# Missing Hiker



## Mike P. (Aug 22, 2008)

Copied from NH Fish & Game Site:

Search Underway for Missing Vermont Hiker in Zealand Falls Area of N.H.  

CONCORD, N.H. -- A search is underway for hiker Robert Hughes, age 59, of Williamsville, Vermont, who is missing on the Zealand Falls Trail in the Pemigewasset Wilderness area of the White Mountain National Forest in New Hampshire.  

The New Hampshire Fish and Game Department is coordinating the search effort. The search is focused on the Zealand Falls Trail, because Hughes was last seen being dropped off at the trailhead by the Appalachian Mountain Club (AMC) shuttle at 12:30 p.m. on Tuesday, August 19, 2008.  

The search for Hughes began on Tuesday afternoon, when concerned family members reported him missing to authorities.  Hughes' family described him as being in a despondent state of mind. His vehicle was found parked at the AMC Highland House in Crawford Notch, N.H., and it was reported that he had attempted to make lodging reservations for Tuesday night at AMC's Zealand Falls Hut, though the cell phone transaction was not completed. 

N.H. Fish and Game Conservation Officers are being assisted in the search by New Hampshire State Police detectives and helicopter, U.S. Forest Service personnel, Appalachian Mountain Club staff, Upper Valley Wilderness Search and Rescue team members, Pemigewasset Valley Search and Rescue personnel and New England K-9 Search and Rescue teams.

════════

*Stated problem 1*
According to the missing hiker post, where was Hughes' vehicle found parked?

Dataset rows showing where objects appear:
════════

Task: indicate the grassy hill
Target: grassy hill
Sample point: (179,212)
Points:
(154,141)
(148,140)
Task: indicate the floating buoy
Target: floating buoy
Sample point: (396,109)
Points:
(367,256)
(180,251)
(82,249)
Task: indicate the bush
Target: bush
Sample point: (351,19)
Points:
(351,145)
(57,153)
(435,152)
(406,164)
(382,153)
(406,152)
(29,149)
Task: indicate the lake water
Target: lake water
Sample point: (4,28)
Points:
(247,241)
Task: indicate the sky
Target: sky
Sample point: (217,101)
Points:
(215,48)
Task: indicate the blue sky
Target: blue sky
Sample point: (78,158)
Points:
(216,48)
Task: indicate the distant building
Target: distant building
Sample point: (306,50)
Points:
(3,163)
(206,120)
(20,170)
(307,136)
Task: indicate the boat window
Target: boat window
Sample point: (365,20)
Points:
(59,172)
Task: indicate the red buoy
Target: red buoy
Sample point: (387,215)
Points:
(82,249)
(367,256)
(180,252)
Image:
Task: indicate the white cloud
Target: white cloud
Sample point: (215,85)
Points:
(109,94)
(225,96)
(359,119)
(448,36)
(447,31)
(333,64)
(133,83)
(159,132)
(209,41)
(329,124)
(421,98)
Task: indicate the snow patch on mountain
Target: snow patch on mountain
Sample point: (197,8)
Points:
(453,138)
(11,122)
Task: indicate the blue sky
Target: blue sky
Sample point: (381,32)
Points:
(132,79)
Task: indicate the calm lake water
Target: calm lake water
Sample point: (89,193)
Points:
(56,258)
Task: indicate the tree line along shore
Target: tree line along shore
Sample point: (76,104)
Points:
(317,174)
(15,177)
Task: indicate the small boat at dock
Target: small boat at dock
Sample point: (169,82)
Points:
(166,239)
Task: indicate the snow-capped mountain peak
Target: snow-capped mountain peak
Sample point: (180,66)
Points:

════════

*Stated problem 2*
Can you recast the records as a JSON list of strings, one string per line and blank lines left out, starting at the line containing "Task: indicate the calm lake water" and ending at the last line of the records, and give only that list?

*Worked solution 1*
At the AMC Highland House in Crawford Notch, N.H.

*Worked solution 2*
[
  "Task: indicate the calm lake water",
  "Target: calm lake water",
  "Sample point: (89,193)",
  "Points:",
  "(56,258)",
  "Task: indicate the tree line along shore",
  "Target: tree line along shore",
  "Sample point: (76,104)",
  "Points:",
  "(317,174)",
  "(15,177)",
  "Task: indicate the small boat at dock",
  "Target: small boat at dock",
  "Sample point: (169,82)",
  "Points:",
  "(166,239)",
  "Task: indicate the snow-capped mountain peak",
  "Target: snow-capped mountain peak",
  "Sample point: (180,66)",
  "Points:"
]